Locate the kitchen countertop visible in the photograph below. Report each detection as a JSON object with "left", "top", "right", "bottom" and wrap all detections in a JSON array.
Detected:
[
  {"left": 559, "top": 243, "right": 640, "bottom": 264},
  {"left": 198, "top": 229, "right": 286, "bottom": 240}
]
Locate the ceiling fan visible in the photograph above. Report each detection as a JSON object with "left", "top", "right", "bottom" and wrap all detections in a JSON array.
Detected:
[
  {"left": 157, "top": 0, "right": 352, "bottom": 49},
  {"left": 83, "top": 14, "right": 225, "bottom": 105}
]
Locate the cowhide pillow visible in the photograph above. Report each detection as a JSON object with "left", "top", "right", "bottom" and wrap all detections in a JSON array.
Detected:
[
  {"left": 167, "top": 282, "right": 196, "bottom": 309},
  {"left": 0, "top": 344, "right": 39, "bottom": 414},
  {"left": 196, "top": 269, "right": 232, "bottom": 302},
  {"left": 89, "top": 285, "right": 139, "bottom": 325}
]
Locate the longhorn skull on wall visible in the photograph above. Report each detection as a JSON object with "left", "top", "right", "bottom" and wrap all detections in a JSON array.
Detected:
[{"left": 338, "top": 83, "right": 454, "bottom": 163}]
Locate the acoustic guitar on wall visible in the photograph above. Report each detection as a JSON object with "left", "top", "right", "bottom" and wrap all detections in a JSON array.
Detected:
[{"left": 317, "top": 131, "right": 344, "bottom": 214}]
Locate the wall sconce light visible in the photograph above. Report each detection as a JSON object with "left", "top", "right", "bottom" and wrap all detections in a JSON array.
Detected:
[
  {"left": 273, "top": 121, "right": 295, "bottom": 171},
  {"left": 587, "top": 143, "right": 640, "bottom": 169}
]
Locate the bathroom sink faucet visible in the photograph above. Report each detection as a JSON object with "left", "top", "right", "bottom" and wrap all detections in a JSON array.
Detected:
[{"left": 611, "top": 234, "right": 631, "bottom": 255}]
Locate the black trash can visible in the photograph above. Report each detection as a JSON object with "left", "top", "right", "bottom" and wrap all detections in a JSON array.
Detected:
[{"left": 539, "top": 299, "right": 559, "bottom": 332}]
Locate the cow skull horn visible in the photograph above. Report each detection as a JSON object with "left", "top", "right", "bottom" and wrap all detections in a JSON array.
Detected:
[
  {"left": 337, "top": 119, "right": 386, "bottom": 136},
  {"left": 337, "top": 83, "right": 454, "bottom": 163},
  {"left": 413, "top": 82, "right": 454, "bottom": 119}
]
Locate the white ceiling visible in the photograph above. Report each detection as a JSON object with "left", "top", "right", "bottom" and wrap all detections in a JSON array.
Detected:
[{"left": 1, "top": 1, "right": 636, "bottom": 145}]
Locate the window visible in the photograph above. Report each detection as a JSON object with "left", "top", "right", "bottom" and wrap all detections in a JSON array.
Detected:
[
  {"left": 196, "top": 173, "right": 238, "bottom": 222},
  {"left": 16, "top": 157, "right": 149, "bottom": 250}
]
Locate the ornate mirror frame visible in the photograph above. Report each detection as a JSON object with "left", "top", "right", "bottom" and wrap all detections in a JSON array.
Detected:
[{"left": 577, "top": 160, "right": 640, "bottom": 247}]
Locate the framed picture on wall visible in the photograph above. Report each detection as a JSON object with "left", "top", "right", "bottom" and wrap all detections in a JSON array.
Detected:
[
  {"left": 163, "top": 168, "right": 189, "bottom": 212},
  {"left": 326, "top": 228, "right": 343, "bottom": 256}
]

*WORK ORDER*:
Pull out all lines from the entries above that include the word "skull".

*RESPONSE*:
Locate the longhorn skull on wall visible in the photograph above. Report each detection as a JSON object with "left", "top", "right", "bottom" and wrap all detections in a JSON array.
Locate the cow skull horn visible in the photograph above. Report each detection as a JSON object with "left", "top", "right", "bottom" and wrap all detections in a JSON array.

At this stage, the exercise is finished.